January 28, 2009
HILDEGARD KAY, PLAINTIFF-RESPONDENT,
GEORGE KAY, DEFENDANT.
BERNARD KANEFSKY, EXECUTOR OF THE ESTATE OF GEORGE KAY, APPELLANT.
On appeal from Superior Court of New Jersey, Chancery Division, Family Part, Burlington County, Docket No. FM-03-0012-07.
The opinion of the court was delivered by: Grall, J.A.D.
NOT FOR PUBLICATION WITHOUT THE APPROVAL OF THE APPELLATE DIVISION
APPROVED FOR PUBLICATION
Argued October 15, 2008
Before Judges Skillman, Graves and Grall.
Defendant George Kay died during the pendency of an action for divorce on plaintiff Hildegard Kay's complaint and his counterclaim. Bernard Kanefsky, as executor of defendant's estate, sought a constructive trust to prevent the unjust enrichment that would allegedly occur if plaintiff and her daughter retained marital property beneficially belonging to defendant. The trial court denied the estate leave to substitute for defendant and file amended pleadings, dismissed the divorce action and stayed its order for three weeks to allow the estate to file "appropriate" pleadings in the General Equity Part.*fn1
On appeal, the estate contends that the trial court erred by relying on Krudzlo v. Krudzlo, 251 N.J. Super. 70, 73 (Ch. Div. 1990). In Krudzlo, the court held that, unlike a surviving spouse, the estate of a decedent spouse "is not entitled to assert equitable claims against the marital estate sounding in constructive trust, resulting trust, quasi-contract or unjust enrichment" in accordance with Carr v. Carr, 120 N.J. 336 (1990). Plaintiff and the estate view the trial court's order as barring the estate's assertion of such claims in any Part or Division of the Superior Court.
We conclude that the trial court should have accepted the pleadings and considered whether the equities stemming from the facts alleged call for relief from the strict legal effects of defendant's death during the pendency of the divorce action. Carr, supra, 120 N.J. at 351. To the extent that Krudzlo provides a contrary rule, we disapprove it.
The parties were married in 1973. It was the second marriage for both, and no children were born of this marriage. Plaintiff has one daughter, Marion Jolly, and defendant had two children and four grandchildren.
The Kays separated in March 2005. In May 2005, they sold the marital residence, which was titled in both parties' names although it was defendant's residence during his first marriage. Unable to agree upon a final disposition of the proceeds, each of the Kays took one-quarter and placed the remainder in escrow. They also jointly held a UBS Financial brokerage account, which defendant had placed on hold prior to his death. Between April 29 and July 1, 2005, plaintiff charged $4666 on defendant's credit card for goods, services, cash advances and tax payments.
Plaintiff filed her complaint for divorce in July 2006. Defendant filed his answer and counterclaim in October 2006. Defendant was then eighty-three years of age and retired.
Plaintiff, also retired, was seventy years of age and working part-time in a department store. Plaintiff managed the family assets for many years and had accounts and certificates of deposits in her name, her name and Jolly's and Jolly's name alone.

WRITTEN REQUEST 1:
According to the court opinion, how much did the plaintiff charge on the defendant's credit card between April 29 and July 1, 2005?
The court opinion above has nothing to do with the listing that follows.

MATERIAL FOR THIS TASK:
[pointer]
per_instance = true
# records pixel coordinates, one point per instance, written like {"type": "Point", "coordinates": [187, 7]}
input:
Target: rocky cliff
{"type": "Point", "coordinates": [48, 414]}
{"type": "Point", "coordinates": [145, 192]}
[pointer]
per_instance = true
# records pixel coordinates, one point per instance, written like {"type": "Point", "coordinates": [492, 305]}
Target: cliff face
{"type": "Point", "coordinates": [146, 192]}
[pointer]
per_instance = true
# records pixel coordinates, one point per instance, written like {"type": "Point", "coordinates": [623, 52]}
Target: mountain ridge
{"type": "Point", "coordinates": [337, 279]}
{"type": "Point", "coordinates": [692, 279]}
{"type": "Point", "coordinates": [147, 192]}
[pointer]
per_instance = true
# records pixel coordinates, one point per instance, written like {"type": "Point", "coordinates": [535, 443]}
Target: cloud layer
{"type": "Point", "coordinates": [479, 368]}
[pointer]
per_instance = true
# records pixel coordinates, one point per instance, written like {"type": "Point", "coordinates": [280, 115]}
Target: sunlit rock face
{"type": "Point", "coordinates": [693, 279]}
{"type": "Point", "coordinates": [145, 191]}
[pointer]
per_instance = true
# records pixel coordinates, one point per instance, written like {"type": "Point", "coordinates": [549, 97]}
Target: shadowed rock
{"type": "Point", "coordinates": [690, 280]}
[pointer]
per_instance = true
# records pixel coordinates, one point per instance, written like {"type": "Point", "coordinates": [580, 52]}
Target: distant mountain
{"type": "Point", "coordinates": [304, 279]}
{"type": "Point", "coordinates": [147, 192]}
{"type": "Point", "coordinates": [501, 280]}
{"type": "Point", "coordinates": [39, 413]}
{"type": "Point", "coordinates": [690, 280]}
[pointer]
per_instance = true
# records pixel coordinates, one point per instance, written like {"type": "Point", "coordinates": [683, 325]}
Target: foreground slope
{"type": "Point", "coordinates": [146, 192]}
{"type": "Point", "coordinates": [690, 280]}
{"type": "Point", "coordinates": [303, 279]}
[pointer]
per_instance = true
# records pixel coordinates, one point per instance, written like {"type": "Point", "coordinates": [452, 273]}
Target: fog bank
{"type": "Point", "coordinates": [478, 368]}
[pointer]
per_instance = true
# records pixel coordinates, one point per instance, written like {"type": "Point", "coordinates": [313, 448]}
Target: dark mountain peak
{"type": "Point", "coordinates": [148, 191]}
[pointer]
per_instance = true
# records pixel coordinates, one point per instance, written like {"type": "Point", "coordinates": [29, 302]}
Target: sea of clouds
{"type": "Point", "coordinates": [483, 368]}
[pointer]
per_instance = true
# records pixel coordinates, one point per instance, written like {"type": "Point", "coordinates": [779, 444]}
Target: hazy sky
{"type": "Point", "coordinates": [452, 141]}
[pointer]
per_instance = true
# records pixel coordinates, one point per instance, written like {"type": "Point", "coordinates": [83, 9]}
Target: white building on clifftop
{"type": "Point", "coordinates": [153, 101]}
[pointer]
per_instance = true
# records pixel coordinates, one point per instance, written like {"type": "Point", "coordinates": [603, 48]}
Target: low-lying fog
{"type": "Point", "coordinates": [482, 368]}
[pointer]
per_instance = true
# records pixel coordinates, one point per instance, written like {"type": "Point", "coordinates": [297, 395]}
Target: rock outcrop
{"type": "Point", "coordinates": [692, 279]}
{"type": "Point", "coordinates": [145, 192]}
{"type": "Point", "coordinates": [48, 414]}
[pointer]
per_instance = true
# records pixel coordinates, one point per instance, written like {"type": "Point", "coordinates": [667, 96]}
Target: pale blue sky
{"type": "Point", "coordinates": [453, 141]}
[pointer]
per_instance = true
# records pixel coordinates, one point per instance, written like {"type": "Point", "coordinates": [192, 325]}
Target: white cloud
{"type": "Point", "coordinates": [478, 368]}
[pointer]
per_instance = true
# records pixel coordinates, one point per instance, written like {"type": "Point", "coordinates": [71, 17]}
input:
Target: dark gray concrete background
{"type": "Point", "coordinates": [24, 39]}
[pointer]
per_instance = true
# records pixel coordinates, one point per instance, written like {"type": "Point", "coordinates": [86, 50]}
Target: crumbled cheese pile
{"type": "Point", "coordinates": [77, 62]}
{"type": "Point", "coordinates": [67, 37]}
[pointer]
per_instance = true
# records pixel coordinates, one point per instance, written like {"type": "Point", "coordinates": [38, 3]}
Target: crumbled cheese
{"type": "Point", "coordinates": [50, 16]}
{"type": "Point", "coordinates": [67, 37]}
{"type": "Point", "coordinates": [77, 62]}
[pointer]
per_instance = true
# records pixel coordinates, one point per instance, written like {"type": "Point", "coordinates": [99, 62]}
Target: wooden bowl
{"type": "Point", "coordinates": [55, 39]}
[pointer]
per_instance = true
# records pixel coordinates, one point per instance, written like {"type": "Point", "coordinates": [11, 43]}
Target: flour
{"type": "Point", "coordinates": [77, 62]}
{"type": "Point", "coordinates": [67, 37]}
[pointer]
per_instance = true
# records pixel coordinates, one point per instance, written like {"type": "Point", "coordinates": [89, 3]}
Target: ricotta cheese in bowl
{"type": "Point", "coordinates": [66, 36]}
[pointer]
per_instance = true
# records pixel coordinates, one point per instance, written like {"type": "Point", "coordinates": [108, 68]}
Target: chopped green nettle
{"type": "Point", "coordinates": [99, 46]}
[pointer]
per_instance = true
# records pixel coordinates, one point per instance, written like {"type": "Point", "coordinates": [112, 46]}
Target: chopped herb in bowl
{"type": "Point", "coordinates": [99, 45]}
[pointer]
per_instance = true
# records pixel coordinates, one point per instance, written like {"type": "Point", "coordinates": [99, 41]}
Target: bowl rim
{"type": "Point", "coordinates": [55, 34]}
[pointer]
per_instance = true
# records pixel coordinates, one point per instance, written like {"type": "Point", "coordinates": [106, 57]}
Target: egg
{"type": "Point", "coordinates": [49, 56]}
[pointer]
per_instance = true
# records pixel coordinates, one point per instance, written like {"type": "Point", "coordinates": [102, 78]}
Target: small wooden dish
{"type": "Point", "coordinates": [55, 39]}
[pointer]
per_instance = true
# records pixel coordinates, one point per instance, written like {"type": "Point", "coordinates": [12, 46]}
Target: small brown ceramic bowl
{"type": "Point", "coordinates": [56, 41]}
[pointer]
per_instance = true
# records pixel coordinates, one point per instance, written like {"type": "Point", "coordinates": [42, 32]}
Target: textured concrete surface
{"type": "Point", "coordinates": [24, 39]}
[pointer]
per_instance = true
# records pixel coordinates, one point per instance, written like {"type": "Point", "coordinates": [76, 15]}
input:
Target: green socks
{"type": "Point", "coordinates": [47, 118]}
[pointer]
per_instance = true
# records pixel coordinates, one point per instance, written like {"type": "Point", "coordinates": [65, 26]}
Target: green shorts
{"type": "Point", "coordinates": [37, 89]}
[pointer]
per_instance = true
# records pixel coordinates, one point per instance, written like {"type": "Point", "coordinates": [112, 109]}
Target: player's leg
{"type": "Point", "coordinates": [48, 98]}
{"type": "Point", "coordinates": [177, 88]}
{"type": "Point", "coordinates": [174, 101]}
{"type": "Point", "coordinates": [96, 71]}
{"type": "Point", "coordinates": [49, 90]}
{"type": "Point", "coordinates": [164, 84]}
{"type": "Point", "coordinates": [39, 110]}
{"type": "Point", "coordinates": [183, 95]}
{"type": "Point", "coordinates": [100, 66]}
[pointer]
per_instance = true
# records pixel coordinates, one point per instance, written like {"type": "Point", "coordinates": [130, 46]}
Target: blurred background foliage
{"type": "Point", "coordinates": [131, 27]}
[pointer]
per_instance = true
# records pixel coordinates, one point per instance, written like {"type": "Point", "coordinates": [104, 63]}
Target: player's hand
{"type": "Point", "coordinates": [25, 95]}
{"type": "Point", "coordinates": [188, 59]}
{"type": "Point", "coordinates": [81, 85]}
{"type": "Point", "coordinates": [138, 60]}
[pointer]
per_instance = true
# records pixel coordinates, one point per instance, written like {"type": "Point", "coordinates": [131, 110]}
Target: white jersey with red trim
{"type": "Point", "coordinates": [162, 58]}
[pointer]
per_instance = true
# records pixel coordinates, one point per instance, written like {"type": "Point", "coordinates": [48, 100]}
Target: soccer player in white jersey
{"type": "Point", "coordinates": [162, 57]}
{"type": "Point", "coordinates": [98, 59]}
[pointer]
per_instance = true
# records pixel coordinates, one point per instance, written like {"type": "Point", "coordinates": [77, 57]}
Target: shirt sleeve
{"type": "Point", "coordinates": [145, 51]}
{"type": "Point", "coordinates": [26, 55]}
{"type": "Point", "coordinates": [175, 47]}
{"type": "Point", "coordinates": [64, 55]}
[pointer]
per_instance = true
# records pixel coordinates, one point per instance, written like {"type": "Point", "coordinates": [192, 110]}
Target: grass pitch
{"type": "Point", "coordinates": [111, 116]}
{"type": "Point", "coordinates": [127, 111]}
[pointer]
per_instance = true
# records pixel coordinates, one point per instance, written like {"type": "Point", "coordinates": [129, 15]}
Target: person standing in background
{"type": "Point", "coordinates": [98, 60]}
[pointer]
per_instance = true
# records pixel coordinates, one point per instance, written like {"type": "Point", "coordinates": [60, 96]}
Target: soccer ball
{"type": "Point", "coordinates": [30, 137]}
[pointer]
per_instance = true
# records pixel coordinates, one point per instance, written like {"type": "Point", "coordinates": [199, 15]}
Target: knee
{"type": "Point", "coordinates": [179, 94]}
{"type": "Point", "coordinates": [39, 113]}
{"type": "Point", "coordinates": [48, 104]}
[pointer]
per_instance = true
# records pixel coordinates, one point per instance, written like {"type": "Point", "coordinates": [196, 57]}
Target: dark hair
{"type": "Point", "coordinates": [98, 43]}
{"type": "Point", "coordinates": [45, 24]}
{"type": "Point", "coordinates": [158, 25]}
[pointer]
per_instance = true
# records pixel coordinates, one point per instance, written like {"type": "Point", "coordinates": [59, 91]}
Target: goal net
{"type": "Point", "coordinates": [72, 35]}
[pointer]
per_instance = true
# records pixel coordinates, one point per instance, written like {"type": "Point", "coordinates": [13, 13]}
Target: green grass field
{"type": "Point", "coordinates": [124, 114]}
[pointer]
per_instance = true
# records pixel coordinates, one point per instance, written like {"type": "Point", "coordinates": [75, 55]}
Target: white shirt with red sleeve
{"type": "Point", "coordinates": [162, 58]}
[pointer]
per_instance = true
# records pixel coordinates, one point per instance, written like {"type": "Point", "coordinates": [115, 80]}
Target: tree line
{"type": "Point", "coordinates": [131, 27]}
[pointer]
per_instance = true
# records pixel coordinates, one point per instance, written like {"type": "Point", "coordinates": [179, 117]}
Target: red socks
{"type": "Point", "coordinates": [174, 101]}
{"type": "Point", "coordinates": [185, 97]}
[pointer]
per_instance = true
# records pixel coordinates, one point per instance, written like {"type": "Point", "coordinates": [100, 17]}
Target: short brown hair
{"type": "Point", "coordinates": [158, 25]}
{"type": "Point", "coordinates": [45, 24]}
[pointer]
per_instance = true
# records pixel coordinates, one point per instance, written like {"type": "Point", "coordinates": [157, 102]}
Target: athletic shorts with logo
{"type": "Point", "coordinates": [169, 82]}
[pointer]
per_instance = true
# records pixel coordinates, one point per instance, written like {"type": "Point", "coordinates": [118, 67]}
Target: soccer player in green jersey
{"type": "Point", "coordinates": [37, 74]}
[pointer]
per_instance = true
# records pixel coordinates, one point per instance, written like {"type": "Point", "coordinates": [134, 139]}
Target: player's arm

WRITTEN REQUEST 2:
Pull out every line of the listing that contains the word "concrete", treating uppercase and lowercase as different.

TASK OUTPUT 1:
$4666

TASK OUTPUT 2:
Target: dark gray concrete background
Target: textured concrete surface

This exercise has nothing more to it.